Harry Bridges retired in 1977 amid the accolades of almost everyone associated with the West Coast shipping industry. Unionists, shippers, media people and government officials joined in a chorus of praise for the historic longshore leader, who had served as the first and only president of the International Longshoremen's and Warehousemen's Union (ILWU) for the preceding forty years and had led the coast's militant dock workers as they fought for their survival as unionists during the great maritime strikes of 1934 and 1936-37. The 1930s had been turbulent years for Bridges and the longshoremen: the 1934 strike had, for a few days, swelled into a general protest strike in San Francisco after police killed two waterfront pickets; the 1936 strike had been marked by a bitter propaganda contest. But after a major longshore walkout in 1948, the shippers had finally decided to live with Bridges, and a new look had come to the waterfront. In 1960 Bridges negotiated an innovative mechanization and modernization agreement to cooperate with management so that the coast's port facilities might be modernized without continual industrial warfare.

With the signing of that contract Bridges was hailed as a great labor statesman.

So the famous longshore leader became an ILWU pensioner in 1977 with the applause of his fellow unionists and former foes alike. In anticipation of his retirement he was treated to a grand testimonial dinner at the Fairmont Hotel in late 1975. Messages of congratulation were conveyed to him from such diverse sources as Leonard Woodcock, President of the United Auto Workers; the United States Air Force Reserves; Nelson Rockefeller, Republican Vice-President of the United States; the Kerr Steamship Company; the managers of the six Bay Area ports; Frank Fitzsimmons, President of the International Brotherhood of Teamsters; and the Sea-Land container company. Robert J. Pfeiffer, President of the Matson Navigation Company, was among the many who spoke in praise of the retiring unionist. By January 1978 Bridges was in Washington, D.C., at the invitation of officials of the National Portrait Gallery, to discuss with them the possibility that his picture might hang in that place of honor some day. Bridges regarded these accolades with typical skepticism. Reflecting upon the public acclaim he had received since he left office in mid-1977 Bridges told a reporter that he had noticed that when the old bastards retired, people would say “He’s not so bad after all.”

■ **Source records**
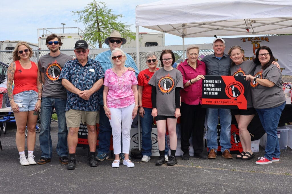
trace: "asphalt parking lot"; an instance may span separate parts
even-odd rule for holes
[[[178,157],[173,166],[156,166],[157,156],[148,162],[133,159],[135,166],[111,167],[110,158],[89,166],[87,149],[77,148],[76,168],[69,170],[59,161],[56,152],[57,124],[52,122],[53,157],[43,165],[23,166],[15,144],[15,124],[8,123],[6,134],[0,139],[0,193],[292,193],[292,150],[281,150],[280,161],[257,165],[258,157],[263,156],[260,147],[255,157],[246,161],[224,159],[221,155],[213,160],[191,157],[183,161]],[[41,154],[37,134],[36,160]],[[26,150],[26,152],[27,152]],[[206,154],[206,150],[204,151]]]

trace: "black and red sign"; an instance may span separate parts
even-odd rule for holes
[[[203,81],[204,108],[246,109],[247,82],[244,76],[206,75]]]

--

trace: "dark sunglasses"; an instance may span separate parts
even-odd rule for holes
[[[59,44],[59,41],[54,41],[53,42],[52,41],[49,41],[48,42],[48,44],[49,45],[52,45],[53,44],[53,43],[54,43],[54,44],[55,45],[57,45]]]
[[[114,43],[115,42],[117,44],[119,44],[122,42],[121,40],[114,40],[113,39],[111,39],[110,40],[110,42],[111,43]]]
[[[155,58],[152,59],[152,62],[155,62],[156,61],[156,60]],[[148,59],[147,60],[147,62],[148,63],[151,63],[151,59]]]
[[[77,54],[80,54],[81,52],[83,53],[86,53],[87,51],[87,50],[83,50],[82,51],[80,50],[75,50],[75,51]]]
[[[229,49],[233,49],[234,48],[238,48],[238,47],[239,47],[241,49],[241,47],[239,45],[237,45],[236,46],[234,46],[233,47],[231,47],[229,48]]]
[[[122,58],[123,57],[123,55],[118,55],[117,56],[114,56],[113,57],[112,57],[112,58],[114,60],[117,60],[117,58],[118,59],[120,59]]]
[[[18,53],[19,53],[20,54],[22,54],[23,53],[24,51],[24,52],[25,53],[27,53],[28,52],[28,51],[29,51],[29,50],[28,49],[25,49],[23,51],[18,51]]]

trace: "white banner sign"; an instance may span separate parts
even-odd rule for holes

==

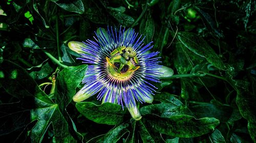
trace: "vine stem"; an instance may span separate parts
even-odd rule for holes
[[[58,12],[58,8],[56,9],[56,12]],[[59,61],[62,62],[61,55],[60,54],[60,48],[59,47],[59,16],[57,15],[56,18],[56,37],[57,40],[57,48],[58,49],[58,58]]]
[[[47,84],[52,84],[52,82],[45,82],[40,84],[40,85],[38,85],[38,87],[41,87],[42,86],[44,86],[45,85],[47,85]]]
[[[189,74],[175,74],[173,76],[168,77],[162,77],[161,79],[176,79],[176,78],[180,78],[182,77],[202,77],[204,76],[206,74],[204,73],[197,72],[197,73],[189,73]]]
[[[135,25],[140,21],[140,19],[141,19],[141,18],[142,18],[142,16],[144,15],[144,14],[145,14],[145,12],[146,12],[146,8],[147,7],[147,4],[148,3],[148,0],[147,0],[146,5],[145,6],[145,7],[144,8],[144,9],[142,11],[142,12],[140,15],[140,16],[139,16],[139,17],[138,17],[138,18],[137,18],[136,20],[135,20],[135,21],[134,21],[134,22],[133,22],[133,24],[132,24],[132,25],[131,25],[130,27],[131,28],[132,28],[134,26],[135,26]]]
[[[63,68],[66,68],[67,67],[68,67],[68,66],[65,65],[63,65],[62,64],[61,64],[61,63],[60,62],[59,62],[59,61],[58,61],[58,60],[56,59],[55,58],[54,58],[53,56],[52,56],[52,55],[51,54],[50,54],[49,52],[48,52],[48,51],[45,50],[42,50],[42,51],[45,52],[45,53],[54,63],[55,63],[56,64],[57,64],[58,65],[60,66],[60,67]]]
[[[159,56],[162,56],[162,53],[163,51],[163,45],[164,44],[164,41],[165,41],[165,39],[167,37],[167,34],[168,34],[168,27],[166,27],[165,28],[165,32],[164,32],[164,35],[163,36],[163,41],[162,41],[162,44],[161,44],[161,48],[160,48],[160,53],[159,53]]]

■ **What you will do**
• a. Find each line in the records that contains the string "span", and copy those lines.
• b. Extend the passage about Harry Bridges's retirement, picking up right after its final sentence.

■ **The results**
• a.
trace: "asphalt parking lot"; an instance may span separate parts
trace: "black and red sign"; an instance may span separate parts
trace: "dark sunglasses"; an instance may span separate parts
trace: "white banner sign"; an instance may span separate parts
trace: "vine stem"; an instance may span separate parts

• b.
But of course Harry Bridges had not always enjoyed such public acceptance and high esteem. For much of the first thirty-five years of his life he had labored as an unsung sailor and longshoreman in an era when marine workers commanded little respect in polite society. He had been born Alfred Renton Bryant Bridges in a suburb of Melbourne, Australia on July 28, 1901. As a youth he had rejected his father's real estate business and conservative politics and had instead followed the example of two uncles, especially Harry Renton (variously a sailor, miner, and pearl diver, whose name he eventually adopted) who championed the militant Australian trade union movement and its Labour Party. As a teenager, he had become a seaman, mingling on shipboard with Australian members of the American [born] radical Industrial Workers of the World (IWW) and, while at port in Melbourne, witnessing the tumultuous 1917 Australian general strike.

Bridges had jumped ship at San Francisco in 1920, found employment in American vessels as a member of the Sailors Union of the Pacific, and briefly joined the IWW himself during a strike at New Orleans in 1921.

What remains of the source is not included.